Die Rote Fini: Die verschwundenen Millionen der DDR

Geschichtsdoku

Donnerstag, 1.6. — 20.15 Uhr
bis 30.6. in der Mediathek

RECHTLICHE AUSEINANDERSETZUNG

Steindling galt stets als „KPÖ-Treuhänderin“; tatsächlich arbeitete sie aber ab den 1970er Jahren auch für die DDR-Einheitspartei SED. 1973 übernahm sie im Alter von 38 Jahren die Geschäftsführung einer DDR-Handelsgesellschaft, deren Vermögen Jahrzehnte später Gegenstand erbitterter rechtlicher Auseinandersetzungen werden sollte: die Novum GmbH mit Sitz in Ostberlin, Gründungsjahr 1951. Die Novum GmbH war eine Schöpfung des SED-Ablegers „Zentrag“ gewesen; Steindling führte dort zunächst die Geschäfte, ab 1978 fungierte sie auch als Treuhänderin der Novum-Anteile, wenig später kam mit der Transcarbon eine zweite Ostberliner Außenhandelsgesellschaft hinzu. 

Auch im Politbüro des Zentralkomitees der SED standen „Fini“ alsbald viele Türen offen: Innerhalb weniger Jahre war es ihr gelungen, das Vertrauen von SED-Größen wie Alexander Schalck-Golodkowski, Günter Mittag oder Gerhard Beil zu erlangen. Dank Steindlings ausgesuchter Kontakte in den Westen sollte vor allem Novum zu einem bedeutenden Wirtschaftsfaktor in der DDR aufsteigen. 1970 hatte Schalck-Golodkowski, ein Oberst der Staatssicherheit und stellvertretender Minister für Außenwirtschaft, das sogenannte Zwangsvertretersystem eingeführt – ein Devisenbeschaffungsmodell. Von da an konnten westliche Unternehmen in der DDR nur dann Geschäfte machen, wenn sie eine staatliche Handelsagentur zwischenschalteten. Zwangsvertreter wie Novum und Transcarbon kassierten bei ihren Westkunden nunmehr dicke Vermittlungsprovisionen, die wiederum dem von Schalck-­Golodkowski verwalteten Bereich „Kommerzielle Koordination“ zugutekamen.

**Vorliegende Daten**:

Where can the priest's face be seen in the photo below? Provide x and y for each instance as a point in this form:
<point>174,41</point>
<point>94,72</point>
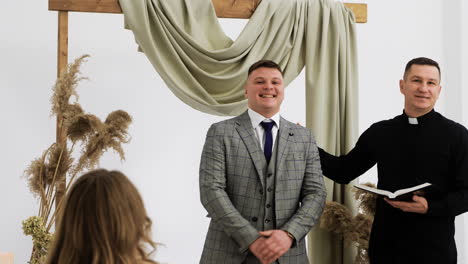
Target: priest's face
<point>264,91</point>
<point>421,88</point>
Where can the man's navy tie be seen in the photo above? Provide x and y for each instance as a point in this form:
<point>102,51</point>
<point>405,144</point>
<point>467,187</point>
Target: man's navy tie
<point>267,126</point>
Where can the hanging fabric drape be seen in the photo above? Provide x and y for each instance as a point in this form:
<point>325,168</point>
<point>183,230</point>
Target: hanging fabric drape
<point>206,69</point>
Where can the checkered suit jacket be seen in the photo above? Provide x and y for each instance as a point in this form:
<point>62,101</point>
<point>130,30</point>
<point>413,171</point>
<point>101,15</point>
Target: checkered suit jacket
<point>231,176</point>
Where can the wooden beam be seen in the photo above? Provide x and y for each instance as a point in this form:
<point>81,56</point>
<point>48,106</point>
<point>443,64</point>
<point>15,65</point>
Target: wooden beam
<point>93,6</point>
<point>359,10</point>
<point>223,8</point>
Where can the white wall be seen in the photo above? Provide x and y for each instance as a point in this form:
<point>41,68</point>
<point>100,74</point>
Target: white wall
<point>163,156</point>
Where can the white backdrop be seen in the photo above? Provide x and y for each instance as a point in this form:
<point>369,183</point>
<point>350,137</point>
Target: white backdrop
<point>167,136</point>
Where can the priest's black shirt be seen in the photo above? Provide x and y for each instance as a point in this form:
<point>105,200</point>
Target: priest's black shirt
<point>434,150</point>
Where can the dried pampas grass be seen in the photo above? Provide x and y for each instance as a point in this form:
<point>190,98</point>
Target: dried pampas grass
<point>65,86</point>
<point>47,175</point>
<point>338,218</point>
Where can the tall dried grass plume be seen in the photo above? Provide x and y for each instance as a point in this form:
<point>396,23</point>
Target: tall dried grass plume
<point>338,218</point>
<point>86,139</point>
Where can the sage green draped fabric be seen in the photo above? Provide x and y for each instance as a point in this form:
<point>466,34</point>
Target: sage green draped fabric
<point>206,69</point>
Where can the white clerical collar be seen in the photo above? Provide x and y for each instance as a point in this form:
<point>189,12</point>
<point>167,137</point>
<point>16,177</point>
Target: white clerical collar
<point>412,120</point>
<point>257,118</point>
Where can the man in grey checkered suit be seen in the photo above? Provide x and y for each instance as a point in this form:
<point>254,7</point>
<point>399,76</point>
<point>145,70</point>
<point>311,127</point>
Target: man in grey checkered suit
<point>260,182</point>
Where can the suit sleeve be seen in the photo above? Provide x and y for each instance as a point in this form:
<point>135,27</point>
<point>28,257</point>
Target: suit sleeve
<point>214,197</point>
<point>455,202</point>
<point>346,168</point>
<point>313,196</point>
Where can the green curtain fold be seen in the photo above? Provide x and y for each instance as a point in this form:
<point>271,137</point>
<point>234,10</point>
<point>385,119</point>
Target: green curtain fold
<point>206,69</point>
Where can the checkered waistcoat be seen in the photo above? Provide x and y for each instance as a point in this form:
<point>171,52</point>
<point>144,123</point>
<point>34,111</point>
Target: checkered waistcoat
<point>234,184</point>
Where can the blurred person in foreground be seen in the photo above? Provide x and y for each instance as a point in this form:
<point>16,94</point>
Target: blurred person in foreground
<point>103,221</point>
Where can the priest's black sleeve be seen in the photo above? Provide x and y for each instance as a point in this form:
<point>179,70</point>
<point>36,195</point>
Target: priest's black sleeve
<point>455,202</point>
<point>346,168</point>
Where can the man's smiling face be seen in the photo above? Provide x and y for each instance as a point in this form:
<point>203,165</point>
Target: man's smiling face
<point>264,91</point>
<point>421,88</point>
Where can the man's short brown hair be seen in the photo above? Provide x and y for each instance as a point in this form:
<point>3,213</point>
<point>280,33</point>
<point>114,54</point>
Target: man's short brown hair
<point>264,64</point>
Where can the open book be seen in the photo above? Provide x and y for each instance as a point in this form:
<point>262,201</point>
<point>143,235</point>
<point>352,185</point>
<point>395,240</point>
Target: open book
<point>402,194</point>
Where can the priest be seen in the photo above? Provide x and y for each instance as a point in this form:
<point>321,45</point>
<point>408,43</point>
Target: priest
<point>418,146</point>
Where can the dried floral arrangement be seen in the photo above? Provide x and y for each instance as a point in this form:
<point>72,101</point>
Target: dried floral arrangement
<point>50,176</point>
<point>337,218</point>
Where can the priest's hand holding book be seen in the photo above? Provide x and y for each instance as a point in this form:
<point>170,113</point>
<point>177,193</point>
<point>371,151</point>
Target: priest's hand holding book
<point>417,205</point>
<point>407,200</point>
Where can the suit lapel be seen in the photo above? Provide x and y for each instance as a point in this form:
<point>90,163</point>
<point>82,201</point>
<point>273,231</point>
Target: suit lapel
<point>283,144</point>
<point>246,133</point>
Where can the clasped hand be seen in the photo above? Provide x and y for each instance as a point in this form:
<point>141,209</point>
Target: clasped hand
<point>271,245</point>
<point>418,205</point>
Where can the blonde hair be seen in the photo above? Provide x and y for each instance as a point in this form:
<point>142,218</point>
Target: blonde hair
<point>103,221</point>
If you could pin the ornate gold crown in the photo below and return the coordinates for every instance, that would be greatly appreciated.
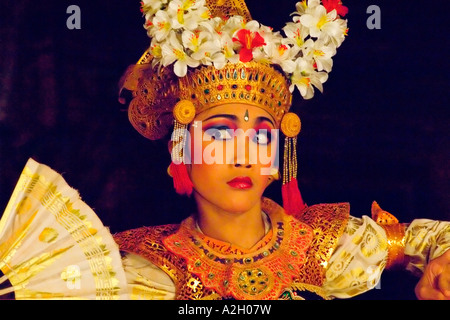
(156, 91)
(251, 83)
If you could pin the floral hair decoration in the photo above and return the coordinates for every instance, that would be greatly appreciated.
(208, 52)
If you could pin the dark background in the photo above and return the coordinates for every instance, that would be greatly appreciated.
(378, 132)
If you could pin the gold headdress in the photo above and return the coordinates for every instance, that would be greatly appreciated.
(205, 53)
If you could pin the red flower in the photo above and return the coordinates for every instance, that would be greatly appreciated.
(248, 40)
(330, 5)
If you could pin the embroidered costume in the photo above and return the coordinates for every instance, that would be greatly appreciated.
(323, 253)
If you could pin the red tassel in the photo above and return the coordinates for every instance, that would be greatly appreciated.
(181, 181)
(292, 199)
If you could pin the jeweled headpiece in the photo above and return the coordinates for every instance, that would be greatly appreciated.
(205, 53)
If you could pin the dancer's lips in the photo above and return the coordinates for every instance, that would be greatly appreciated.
(241, 183)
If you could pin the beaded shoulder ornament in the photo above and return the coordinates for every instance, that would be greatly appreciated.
(205, 53)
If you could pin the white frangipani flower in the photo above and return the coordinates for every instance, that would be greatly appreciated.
(173, 51)
(185, 35)
(161, 26)
(320, 53)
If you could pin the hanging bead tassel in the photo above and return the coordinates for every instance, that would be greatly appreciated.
(181, 181)
(184, 112)
(292, 199)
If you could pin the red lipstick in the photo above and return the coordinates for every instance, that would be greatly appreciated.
(240, 183)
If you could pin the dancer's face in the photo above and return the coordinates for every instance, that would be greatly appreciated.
(233, 159)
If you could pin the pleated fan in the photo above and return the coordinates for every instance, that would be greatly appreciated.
(53, 245)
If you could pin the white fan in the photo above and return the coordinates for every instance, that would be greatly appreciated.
(53, 245)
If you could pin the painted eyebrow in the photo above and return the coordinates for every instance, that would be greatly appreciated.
(235, 118)
(262, 119)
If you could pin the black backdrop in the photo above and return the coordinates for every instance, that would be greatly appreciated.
(378, 132)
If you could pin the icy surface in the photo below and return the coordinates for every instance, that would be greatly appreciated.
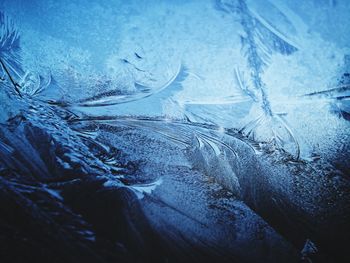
(175, 102)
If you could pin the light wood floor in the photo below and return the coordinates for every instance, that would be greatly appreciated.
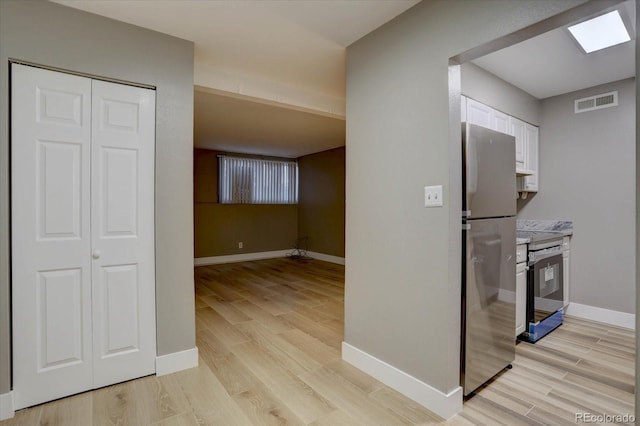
(269, 335)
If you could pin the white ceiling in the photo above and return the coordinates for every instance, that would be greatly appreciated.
(296, 48)
(299, 42)
(266, 52)
(552, 64)
(237, 125)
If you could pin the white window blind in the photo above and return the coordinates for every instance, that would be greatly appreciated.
(256, 181)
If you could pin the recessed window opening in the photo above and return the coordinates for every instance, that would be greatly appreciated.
(245, 180)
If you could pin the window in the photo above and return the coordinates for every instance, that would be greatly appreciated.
(256, 181)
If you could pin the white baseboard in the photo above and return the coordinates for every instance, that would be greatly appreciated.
(244, 257)
(177, 361)
(326, 257)
(6, 406)
(444, 405)
(607, 316)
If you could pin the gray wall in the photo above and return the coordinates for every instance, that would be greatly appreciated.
(57, 36)
(491, 90)
(587, 174)
(219, 227)
(402, 296)
(321, 206)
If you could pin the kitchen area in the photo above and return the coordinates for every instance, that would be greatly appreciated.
(574, 146)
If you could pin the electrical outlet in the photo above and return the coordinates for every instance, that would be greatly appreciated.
(433, 196)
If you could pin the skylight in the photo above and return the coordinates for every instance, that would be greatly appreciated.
(600, 32)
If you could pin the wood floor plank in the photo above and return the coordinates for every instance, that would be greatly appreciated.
(338, 418)
(220, 327)
(208, 398)
(292, 358)
(73, 411)
(226, 310)
(313, 347)
(183, 419)
(302, 400)
(115, 405)
(26, 417)
(274, 323)
(263, 408)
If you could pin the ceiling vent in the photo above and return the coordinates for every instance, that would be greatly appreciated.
(591, 103)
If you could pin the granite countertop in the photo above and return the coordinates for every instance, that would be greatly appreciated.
(564, 227)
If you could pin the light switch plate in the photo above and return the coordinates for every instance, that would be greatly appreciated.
(433, 196)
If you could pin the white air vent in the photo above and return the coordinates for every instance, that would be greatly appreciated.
(605, 100)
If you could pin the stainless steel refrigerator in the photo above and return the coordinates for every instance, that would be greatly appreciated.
(489, 247)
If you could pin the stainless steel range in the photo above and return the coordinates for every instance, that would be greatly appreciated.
(544, 284)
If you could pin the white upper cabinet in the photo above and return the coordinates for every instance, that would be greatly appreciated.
(530, 183)
(526, 138)
(516, 129)
(478, 113)
(500, 122)
(463, 109)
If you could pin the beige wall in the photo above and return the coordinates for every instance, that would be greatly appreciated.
(220, 227)
(57, 36)
(587, 171)
(402, 296)
(321, 201)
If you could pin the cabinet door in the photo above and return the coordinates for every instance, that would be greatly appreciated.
(500, 122)
(51, 235)
(516, 129)
(521, 298)
(463, 108)
(530, 183)
(566, 255)
(479, 113)
(123, 269)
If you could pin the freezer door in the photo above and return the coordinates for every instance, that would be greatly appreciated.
(488, 300)
(489, 172)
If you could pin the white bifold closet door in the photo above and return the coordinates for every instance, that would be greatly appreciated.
(82, 214)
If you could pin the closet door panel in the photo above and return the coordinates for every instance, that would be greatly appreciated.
(123, 141)
(51, 235)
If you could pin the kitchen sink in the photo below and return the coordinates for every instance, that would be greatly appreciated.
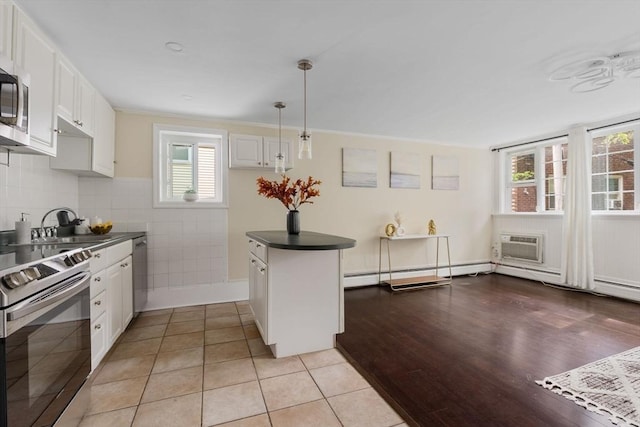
(68, 240)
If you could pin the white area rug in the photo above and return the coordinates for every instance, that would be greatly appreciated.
(610, 386)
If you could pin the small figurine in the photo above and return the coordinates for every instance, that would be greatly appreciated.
(398, 218)
(432, 227)
(399, 229)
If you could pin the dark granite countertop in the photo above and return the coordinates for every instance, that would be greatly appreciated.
(12, 256)
(305, 241)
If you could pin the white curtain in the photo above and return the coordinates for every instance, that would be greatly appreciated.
(577, 250)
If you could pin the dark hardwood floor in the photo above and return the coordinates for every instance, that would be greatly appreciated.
(469, 354)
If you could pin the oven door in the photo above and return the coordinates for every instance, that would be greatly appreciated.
(46, 356)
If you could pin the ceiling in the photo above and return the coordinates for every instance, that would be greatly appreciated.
(471, 73)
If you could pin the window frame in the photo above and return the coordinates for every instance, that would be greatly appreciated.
(162, 139)
(539, 180)
(607, 130)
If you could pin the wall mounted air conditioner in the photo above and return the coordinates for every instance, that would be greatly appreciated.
(521, 247)
(615, 204)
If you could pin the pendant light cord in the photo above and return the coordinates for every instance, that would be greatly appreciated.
(279, 131)
(305, 100)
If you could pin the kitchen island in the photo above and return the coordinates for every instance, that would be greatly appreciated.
(296, 289)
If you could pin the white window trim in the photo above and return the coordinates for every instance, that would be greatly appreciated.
(507, 184)
(159, 155)
(603, 131)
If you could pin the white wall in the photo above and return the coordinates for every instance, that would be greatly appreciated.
(187, 248)
(28, 185)
(616, 245)
(359, 213)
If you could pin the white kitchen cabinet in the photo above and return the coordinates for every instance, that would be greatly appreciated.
(85, 156)
(111, 297)
(257, 152)
(296, 296)
(6, 28)
(75, 98)
(104, 138)
(119, 289)
(99, 327)
(34, 53)
(114, 302)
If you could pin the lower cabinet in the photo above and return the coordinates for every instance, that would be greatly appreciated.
(111, 297)
(119, 297)
(296, 297)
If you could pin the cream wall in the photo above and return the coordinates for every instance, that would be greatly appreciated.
(358, 213)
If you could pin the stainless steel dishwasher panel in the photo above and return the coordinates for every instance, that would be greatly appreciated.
(139, 274)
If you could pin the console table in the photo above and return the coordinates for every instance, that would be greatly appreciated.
(420, 281)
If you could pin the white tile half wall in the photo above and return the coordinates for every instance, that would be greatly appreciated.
(28, 185)
(187, 248)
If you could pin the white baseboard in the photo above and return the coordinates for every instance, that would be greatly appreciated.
(197, 295)
(529, 273)
(368, 279)
(620, 290)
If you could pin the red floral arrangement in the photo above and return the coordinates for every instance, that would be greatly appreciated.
(292, 194)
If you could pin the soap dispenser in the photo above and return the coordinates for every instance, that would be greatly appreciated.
(23, 230)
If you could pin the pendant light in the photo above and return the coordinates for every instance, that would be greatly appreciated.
(304, 141)
(280, 160)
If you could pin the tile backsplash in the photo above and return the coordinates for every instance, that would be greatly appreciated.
(28, 185)
(186, 246)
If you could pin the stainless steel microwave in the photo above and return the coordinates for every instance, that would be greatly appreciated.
(14, 105)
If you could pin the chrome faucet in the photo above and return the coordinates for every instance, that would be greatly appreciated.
(43, 231)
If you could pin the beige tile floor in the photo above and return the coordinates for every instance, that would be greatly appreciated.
(207, 366)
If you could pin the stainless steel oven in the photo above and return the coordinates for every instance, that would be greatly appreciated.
(45, 337)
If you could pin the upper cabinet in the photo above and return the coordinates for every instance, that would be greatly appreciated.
(253, 151)
(104, 138)
(36, 55)
(76, 98)
(83, 155)
(6, 28)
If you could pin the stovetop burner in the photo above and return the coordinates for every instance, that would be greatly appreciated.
(39, 268)
(13, 256)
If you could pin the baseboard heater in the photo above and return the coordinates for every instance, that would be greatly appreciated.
(521, 247)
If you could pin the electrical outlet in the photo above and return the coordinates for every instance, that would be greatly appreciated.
(495, 253)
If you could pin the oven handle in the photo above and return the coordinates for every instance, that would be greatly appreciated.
(63, 290)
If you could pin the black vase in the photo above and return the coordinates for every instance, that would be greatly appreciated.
(293, 222)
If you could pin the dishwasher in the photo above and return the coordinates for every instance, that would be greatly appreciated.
(139, 274)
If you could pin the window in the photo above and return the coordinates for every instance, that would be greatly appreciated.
(613, 168)
(536, 177)
(189, 159)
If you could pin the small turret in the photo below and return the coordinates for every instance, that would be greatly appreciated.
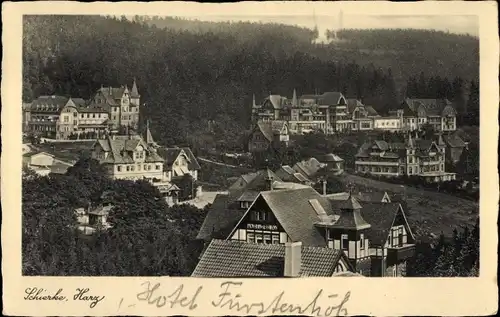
(294, 99)
(134, 93)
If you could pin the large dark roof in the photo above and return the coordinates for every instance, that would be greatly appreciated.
(453, 140)
(330, 98)
(270, 128)
(436, 107)
(171, 154)
(49, 103)
(242, 259)
(221, 218)
(296, 211)
(120, 149)
(380, 216)
(225, 212)
(352, 104)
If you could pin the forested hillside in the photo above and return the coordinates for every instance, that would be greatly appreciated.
(191, 72)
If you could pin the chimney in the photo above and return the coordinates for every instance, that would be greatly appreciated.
(269, 181)
(293, 259)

**Aufgabenstellung**:
a – Schreiben Sie aus dem Text über die Rote Fini die Passage ab, die bei „Donnerstag, 1.6. —“ beginnt und bei „Ostberliner Außenhandelsgesellschaft hinzu.“ endet.
b – In welchem Jahr wurde die Novum GmbH laut dem Text über die Rote Fini gegründet?
c – Führen Sie den Text über die Rote Fini im Anschluss an seinen letzten Satz weiter.
Die Daten werden hier nicht benötigt.

**Lösungen**:
a –
Donnerstag, 1.6. — 20.15 Uhr
bis 30.6. in der Mediathek

RECHTLICHE AUSEINANDERSETZUNG

Steindling galt stets als „KPÖ-Treuhänderin“; tatsächlich arbeitete sie aber ab den 1970er Jahren auch für die DDR-Einheitspartei SED. 1973 übernahm sie im Alter von 38 Jahren die Geschäftsführung einer DDR-Handelsgesellschaft, deren Vermögen Jahrzehnte später Gegenstand erbitterter rechtlicher Auseinandersetzungen werden sollte: die Novum GmbH mit Sitz in Ostberlin, Gründungsjahr 1951. Die Novum GmbH war eine Schöpfung des SED-Ablegers „Zentrag“ gewesen; Steindling führte dort zunächst die Geschäfte, ab 1978 fungierte sie auch als Treuhänderin der Novum-Anteile, wenig später kam mit der Transcarbon eine zweite Ostberliner Außenhandelsgesellschaft hinzu.

b – Im Jahr 1951.

c –
Auch bei Steindlings Gesellschaften blieb im Laufe der Jahre sehr viel Geld hängen: Zum Zeitpunkt der Deutschen Wiedervereinigung im Oktober 1990 hatten Novum und Transcarbon aus ihrer durchaus erfolgreichen Vermittlungstätigkeit eine Barschaft von (zu damaligen Kursen) umgerechnet rund 255 Millionen Euro angehäuft, verteilt auf Dutzende Bankkonten in Österreich und der Schweiz. Nachdem die damalige Treuhandanstalt die Kontrolle über die Berliner Firmen im Januar 1992 übernommen hatte, war zunächst kein Vermögen auffindbar, später konnte etwa die Hälfte sichergestellt werden. Doch umgerechnet rund 130 Millionen Euro fehlten – wo das Geld landete, das konnten auch jahrelange Ermittlungen und Zivilverfahren nicht klären. In den Verfahren hatten die KPÖ und ihre Treuhänderin hartnäckig wie letztlich erfolglos behauptet, Novum und Transcarbon seien stets Österreichs Kommunisten zuzurechnen gewesen. Es kam jedoch heraus, dass ­Steindling bereits ab dem Frühjahr 1991 mit Unterstützung ihrer Wiener Hausbank Länderbank eine Reihe undurchsichtiger Transaktionen zwischen österreichischen und Schweizer Bankkonten veranlasst und so bis Anfang 1992 Spuren verwischt hatte.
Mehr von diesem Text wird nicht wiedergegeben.